## Exercise details
Write out the lines of the records from the one containing "15H59L60 12L48 6H19L5" to the very last, keeping each exactly as it is.

--- Task inputs Enclosed Below ---

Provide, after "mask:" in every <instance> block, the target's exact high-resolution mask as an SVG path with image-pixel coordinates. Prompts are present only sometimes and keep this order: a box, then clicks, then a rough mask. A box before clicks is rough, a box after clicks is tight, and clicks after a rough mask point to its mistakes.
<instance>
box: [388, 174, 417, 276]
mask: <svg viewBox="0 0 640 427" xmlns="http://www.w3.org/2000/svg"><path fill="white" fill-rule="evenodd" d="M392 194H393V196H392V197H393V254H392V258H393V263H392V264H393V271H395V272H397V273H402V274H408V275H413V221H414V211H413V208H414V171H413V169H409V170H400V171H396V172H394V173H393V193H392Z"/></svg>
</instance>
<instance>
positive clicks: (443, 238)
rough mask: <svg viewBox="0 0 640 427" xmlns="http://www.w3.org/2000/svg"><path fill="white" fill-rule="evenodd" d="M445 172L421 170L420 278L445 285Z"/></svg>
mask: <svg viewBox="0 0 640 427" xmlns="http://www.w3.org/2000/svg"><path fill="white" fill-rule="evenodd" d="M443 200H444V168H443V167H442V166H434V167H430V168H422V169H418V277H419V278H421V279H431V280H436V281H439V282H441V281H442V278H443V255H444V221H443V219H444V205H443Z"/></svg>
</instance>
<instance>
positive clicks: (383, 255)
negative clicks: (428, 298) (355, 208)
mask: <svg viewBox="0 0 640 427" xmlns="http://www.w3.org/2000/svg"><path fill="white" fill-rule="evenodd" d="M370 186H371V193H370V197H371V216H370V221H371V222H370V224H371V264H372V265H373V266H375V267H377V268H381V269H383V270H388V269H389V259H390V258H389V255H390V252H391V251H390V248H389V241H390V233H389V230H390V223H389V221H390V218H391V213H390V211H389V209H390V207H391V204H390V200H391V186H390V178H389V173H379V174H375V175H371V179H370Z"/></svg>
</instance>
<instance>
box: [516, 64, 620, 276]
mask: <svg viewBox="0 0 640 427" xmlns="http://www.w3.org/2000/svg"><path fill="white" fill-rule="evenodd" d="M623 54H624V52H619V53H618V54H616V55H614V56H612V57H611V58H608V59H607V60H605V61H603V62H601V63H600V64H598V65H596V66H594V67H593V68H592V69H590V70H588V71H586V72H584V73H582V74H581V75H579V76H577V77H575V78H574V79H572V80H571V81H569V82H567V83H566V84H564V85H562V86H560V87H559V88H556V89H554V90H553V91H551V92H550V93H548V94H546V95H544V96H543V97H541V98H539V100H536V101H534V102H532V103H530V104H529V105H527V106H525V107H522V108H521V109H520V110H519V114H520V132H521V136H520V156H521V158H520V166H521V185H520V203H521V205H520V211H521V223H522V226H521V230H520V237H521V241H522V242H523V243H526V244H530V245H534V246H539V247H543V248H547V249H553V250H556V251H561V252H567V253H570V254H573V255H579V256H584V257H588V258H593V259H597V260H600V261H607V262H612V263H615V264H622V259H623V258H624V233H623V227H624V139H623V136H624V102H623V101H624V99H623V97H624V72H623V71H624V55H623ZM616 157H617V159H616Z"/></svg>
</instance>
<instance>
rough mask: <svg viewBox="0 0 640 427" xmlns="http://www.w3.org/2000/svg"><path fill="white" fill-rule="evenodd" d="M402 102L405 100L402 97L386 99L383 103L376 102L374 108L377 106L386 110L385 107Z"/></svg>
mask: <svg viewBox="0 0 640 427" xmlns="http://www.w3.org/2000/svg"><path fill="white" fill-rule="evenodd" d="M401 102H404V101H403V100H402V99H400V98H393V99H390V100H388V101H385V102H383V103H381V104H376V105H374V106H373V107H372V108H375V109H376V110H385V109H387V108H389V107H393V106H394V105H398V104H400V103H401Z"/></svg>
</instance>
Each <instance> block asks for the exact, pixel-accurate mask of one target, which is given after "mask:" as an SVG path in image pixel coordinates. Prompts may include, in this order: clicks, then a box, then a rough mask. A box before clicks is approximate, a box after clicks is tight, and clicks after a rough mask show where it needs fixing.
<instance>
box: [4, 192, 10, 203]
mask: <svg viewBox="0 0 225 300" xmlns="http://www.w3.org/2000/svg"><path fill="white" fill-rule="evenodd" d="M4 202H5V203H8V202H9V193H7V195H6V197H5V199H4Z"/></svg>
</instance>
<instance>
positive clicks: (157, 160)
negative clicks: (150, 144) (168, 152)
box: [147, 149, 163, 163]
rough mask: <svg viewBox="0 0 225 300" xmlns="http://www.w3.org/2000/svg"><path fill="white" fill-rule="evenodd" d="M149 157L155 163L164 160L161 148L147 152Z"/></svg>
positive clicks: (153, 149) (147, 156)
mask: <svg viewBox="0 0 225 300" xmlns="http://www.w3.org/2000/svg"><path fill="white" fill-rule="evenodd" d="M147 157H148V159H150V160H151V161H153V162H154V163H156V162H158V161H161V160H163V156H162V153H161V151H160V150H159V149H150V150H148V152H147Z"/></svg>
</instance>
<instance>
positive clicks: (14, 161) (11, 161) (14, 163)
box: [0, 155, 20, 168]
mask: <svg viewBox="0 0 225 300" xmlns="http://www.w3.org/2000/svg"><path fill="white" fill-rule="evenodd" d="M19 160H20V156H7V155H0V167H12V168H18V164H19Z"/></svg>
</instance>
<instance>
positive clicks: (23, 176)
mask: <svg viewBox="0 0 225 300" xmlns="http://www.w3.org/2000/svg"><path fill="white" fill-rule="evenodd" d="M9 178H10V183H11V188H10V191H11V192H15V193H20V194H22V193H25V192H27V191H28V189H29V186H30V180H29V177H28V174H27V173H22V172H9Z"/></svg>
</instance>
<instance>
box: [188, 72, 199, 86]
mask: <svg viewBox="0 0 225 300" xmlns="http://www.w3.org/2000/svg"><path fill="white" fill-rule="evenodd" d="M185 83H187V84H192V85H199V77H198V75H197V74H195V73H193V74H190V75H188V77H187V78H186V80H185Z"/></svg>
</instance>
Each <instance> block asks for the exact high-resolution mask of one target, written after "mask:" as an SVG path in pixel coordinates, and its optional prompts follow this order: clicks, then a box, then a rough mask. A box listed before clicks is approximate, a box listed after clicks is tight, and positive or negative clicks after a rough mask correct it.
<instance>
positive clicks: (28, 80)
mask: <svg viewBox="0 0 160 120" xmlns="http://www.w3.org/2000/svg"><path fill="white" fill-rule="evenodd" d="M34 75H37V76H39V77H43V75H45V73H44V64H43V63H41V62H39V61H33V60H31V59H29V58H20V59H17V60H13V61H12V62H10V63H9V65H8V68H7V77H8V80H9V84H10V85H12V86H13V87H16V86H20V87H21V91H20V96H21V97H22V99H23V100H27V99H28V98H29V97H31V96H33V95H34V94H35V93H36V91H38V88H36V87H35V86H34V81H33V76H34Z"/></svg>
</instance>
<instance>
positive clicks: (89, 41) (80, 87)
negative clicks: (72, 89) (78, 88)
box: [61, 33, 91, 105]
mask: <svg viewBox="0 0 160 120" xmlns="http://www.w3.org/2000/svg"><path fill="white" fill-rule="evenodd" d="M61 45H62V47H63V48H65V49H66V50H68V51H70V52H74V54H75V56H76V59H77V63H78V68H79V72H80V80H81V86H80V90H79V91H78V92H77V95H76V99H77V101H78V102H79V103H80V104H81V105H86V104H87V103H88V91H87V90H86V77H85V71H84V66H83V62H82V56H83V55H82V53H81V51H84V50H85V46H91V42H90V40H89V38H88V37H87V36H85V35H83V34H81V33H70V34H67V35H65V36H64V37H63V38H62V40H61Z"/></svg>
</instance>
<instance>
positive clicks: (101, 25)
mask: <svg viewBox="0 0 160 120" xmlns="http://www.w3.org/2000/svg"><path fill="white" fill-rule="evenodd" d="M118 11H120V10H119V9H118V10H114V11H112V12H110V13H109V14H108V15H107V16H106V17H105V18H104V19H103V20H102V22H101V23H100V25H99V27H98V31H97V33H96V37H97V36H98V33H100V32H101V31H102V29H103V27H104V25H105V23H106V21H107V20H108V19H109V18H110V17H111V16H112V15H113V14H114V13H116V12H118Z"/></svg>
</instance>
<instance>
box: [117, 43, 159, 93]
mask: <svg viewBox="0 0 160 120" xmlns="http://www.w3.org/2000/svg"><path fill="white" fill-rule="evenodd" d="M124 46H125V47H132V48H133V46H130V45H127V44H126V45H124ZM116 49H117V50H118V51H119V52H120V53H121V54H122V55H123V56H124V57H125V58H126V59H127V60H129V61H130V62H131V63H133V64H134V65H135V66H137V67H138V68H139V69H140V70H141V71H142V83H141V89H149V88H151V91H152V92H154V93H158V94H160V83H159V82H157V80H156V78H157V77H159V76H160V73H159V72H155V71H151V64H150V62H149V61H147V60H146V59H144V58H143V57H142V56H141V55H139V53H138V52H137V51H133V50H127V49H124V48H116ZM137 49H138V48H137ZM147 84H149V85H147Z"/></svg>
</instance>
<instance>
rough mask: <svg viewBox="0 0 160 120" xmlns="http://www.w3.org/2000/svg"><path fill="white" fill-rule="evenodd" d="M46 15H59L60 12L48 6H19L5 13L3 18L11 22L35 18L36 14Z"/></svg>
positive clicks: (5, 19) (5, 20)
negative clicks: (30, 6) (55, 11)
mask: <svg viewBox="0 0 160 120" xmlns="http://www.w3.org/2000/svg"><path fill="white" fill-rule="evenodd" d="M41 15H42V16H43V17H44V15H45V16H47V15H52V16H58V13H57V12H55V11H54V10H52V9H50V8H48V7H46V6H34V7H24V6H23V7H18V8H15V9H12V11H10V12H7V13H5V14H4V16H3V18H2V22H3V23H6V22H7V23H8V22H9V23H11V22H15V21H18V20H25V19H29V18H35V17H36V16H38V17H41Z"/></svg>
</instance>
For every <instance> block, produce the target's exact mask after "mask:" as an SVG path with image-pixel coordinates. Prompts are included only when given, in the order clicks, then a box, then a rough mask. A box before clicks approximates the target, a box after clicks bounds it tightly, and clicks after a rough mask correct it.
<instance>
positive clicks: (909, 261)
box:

--- End of Enclosed Task inputs ---

## Solution below
rough mask: <svg viewBox="0 0 160 120" xmlns="http://www.w3.org/2000/svg"><path fill="white" fill-rule="evenodd" d="M46 15H59L60 12L48 6H19L5 13L3 18L11 22L35 18L36 14Z"/></svg>
positive clicks: (5, 19) (5, 20)
negative clicks: (30, 6) (55, 11)
mask: <svg viewBox="0 0 160 120" xmlns="http://www.w3.org/2000/svg"><path fill="white" fill-rule="evenodd" d="M41 15H42V16H43V17H44V15H45V16H47V15H52V16H58V13H57V12H55V11H54V10H52V9H50V8H48V7H46V6H34V7H24V6H23V7H18V8H15V9H12V11H10V12H7V13H5V14H4V16H3V18H2V22H3V23H6V22H7V23H8V22H9V23H11V22H15V21H18V20H25V19H29V18H35V17H36V16H38V17H41Z"/></svg>
</instance>
For every <instance> block, produce the target's exact mask after "mask:" as an SVG path with image-pixel coordinates. Prompts are included only when given, in the order clicks, then a box, then a rough mask. A box before clicks approximates the target, a box after clicks bounds it tightly, and clicks after a rough mask correct it.
<instance>
positive clicks: (909, 261)
box:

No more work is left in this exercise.